--- start of Passage shown ---
It's time to end the myth that black voters don't like Bernie Sanders

It’s time to end the myth that black voters don’t like Bernie Sanders

Last month, just days after the tragedy in Charlottesville, the Rev. Wendell Anthony of Fellowship Chapel in Detroit gave a fiery introduction at a town hall led by Rep. John Conyers Jr. (D-Mich.) and Sen. Bernie Sanders (I-Vt.). It may have been a Tuesday, but watching it felt like Sunday service.

In his speech, Anthony praised Sanders’s effort to “take down the tributes to racism and division” through his work standing up for universal health care, jobs for everybody, a higher minimum wage, tuition-free education, and fair treatment and respect from law enforcement. Anthony called the senator someone who “stands up, speaks up, and keeps his eyes on the prize of freedom and justice and equity.”
--- end of Passage shown ---
--- start of Information shown ---
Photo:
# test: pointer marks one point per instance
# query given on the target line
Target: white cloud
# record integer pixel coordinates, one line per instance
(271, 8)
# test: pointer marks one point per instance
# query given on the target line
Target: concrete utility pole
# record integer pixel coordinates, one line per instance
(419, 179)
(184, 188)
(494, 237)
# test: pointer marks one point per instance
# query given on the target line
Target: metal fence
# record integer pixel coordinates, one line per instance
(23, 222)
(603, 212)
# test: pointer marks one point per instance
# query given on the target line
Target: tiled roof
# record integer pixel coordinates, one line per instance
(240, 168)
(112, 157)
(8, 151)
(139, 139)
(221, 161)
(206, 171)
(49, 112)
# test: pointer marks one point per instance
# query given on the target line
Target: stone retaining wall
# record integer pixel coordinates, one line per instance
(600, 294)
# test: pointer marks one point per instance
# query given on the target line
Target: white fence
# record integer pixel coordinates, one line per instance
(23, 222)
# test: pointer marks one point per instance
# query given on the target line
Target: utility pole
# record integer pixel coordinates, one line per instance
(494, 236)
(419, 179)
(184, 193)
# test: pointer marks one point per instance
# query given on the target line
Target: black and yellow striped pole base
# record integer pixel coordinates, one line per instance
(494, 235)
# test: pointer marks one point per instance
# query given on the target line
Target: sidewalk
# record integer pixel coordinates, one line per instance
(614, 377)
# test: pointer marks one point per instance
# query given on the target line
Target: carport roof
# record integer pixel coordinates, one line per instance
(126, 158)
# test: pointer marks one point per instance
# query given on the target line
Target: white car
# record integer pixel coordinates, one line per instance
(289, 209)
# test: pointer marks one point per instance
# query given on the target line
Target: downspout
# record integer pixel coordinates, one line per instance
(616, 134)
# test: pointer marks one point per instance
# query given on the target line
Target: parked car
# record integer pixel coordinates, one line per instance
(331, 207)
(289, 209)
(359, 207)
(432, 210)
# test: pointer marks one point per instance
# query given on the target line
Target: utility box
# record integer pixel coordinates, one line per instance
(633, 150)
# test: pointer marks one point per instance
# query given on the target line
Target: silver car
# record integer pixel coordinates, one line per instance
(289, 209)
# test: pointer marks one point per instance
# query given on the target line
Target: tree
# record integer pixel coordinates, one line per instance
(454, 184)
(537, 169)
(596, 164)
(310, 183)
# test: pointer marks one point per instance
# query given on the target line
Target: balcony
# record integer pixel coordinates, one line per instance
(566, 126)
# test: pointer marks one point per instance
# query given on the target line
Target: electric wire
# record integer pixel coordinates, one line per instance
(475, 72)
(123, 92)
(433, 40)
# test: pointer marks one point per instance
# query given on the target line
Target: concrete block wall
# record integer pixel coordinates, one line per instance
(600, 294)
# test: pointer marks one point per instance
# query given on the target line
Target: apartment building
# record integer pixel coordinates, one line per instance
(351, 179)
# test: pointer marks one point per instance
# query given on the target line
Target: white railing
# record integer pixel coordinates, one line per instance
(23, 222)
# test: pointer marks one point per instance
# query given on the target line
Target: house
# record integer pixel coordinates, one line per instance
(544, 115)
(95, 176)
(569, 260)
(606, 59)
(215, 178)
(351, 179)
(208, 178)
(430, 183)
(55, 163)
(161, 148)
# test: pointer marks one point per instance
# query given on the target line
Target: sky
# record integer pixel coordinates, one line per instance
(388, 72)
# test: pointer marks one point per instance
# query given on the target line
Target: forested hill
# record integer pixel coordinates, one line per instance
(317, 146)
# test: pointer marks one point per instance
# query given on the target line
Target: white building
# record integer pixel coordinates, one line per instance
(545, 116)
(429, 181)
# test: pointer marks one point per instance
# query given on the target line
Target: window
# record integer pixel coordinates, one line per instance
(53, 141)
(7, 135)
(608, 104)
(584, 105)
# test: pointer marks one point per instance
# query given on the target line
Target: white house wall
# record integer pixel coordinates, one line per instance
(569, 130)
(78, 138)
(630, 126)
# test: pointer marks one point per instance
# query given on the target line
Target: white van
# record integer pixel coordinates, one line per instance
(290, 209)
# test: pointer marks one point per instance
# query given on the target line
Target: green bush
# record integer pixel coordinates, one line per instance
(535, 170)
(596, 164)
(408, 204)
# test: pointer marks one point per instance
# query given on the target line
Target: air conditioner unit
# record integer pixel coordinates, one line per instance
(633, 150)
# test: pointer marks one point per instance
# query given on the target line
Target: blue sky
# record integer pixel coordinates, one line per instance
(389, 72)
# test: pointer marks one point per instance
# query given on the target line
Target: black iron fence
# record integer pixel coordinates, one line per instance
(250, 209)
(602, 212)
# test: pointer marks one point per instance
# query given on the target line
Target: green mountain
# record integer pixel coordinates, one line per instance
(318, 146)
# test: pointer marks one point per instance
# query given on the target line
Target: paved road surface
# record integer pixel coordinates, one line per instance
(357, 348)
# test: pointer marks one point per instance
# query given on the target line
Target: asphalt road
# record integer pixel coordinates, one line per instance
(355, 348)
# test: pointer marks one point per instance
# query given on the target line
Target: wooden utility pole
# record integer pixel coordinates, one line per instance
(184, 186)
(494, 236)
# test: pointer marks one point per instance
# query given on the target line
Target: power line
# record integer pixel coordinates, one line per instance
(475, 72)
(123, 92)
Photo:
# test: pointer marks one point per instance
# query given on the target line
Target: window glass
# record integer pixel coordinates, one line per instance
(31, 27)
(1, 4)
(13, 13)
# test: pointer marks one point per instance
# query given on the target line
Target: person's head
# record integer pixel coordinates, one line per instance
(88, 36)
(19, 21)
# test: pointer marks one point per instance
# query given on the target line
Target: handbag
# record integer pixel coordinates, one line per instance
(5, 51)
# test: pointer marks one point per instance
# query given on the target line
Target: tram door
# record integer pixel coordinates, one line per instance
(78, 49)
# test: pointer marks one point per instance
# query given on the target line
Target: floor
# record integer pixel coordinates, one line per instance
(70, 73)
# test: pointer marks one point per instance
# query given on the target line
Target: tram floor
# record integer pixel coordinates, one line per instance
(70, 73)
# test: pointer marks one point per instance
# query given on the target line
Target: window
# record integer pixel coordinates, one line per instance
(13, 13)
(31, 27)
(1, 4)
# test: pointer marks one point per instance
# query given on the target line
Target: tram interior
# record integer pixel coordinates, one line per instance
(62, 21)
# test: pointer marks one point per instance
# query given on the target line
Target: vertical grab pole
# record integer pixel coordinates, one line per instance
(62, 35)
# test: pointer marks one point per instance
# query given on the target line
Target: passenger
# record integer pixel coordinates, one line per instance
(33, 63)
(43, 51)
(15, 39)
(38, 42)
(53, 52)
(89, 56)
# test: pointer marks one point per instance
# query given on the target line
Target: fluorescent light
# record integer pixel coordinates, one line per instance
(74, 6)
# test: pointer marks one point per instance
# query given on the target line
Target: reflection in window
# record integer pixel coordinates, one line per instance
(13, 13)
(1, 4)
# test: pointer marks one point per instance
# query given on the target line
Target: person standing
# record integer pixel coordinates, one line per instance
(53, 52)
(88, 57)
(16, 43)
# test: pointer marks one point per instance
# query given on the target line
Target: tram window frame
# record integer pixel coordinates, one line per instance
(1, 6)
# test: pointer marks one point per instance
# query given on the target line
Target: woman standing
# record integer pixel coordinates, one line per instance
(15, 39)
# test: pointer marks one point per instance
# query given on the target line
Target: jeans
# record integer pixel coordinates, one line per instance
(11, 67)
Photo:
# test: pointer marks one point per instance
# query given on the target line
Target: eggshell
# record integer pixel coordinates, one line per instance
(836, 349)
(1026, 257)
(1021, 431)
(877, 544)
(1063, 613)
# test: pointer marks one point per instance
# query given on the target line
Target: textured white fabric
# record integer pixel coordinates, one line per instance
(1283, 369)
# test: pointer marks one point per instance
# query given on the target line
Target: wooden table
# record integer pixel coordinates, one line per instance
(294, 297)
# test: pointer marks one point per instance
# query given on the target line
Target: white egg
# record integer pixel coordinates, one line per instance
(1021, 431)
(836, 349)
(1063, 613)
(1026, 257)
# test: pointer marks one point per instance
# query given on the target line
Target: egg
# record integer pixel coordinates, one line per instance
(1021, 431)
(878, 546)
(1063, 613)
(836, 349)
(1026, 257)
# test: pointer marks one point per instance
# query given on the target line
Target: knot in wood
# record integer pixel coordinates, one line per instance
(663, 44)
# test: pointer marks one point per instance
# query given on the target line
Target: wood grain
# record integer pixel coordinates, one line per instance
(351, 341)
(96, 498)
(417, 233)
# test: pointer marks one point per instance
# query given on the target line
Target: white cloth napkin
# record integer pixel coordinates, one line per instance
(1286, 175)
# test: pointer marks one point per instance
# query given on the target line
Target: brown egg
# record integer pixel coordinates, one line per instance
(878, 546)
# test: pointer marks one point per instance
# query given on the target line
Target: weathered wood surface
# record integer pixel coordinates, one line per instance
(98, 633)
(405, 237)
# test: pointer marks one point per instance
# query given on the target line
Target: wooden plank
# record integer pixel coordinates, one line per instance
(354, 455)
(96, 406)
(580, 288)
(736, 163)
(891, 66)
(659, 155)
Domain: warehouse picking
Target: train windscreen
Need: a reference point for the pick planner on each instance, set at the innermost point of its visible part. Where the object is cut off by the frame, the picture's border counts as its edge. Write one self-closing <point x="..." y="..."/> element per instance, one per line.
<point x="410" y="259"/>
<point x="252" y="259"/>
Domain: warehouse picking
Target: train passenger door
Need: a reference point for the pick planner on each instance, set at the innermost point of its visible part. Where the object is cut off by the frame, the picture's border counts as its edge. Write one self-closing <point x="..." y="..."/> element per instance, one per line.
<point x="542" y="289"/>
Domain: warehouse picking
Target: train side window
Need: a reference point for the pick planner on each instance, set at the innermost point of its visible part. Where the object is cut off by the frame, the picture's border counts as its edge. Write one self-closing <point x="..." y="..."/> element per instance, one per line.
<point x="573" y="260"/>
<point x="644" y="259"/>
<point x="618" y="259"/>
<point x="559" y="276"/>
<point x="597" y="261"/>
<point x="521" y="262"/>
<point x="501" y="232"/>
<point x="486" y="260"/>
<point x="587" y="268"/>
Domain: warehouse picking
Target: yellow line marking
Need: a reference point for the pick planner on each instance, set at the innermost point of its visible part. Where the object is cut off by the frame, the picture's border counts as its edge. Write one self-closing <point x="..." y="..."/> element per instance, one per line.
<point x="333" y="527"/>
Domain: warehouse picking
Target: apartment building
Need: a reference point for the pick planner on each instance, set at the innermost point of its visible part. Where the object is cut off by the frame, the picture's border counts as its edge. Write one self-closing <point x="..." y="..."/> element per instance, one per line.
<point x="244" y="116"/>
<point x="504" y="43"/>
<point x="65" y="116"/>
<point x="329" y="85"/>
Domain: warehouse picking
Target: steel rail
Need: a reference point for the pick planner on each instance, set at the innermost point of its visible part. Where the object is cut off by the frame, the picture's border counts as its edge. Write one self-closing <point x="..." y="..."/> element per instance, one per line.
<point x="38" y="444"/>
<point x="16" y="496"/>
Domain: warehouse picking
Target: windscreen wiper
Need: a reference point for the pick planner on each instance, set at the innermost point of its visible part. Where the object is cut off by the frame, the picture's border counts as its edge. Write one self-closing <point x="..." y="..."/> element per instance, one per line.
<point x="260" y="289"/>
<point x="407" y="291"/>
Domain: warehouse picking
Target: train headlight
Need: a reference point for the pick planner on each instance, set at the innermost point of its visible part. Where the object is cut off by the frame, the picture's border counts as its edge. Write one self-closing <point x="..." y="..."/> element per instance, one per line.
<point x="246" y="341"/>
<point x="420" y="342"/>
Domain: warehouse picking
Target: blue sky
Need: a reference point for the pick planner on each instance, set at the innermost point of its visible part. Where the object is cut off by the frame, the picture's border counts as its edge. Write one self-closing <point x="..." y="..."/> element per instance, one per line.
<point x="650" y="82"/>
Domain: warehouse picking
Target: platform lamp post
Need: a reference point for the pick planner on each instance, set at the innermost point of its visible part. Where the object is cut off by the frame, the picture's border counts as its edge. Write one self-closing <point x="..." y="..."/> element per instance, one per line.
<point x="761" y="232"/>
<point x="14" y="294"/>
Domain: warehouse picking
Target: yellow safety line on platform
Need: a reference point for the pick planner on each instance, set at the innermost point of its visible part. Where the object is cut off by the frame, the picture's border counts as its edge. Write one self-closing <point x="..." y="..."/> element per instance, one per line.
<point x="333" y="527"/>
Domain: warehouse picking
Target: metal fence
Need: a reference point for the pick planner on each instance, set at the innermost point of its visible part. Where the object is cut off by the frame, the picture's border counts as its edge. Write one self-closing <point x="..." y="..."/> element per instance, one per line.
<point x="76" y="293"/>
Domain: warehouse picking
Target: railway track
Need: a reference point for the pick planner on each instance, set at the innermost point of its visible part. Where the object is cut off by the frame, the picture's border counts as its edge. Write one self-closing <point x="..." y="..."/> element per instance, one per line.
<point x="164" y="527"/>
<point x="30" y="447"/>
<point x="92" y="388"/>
--- end of Information shown ---
» **Work to do**: Carry on the article about black voters and Bernie Sanders from the point where it stops.

» **Reply**:
You probably didn’t see his speech, because it doesn’t fit the narrative persistently pushed by the senator’s opponents: that black Democrats tend to be more socially conservative and “pragmatic” and thus don’t like Bernie Sanders. Last year saw a slew of such articles looking to explain “why black voters don’t feel the Bern” and what his “real problem with black and Hispanic voters” was. The trend is still going strong: This summer, Terrell Starr explored “Bernie Sanders’ black women problem” in the Root.

My biggest regret from the time I spent on the Sanders campaign as his national press secretary is the fact that we allowed this false narrative to fester and did not effectively combat claims that the senator’s economic message somehow didn’t speak to people of color. Jobs and the economy are “everybody” issues. As Democrats work to craft our message to voters for upcoming elections, we cannot allow this narrative to continue unchallenged.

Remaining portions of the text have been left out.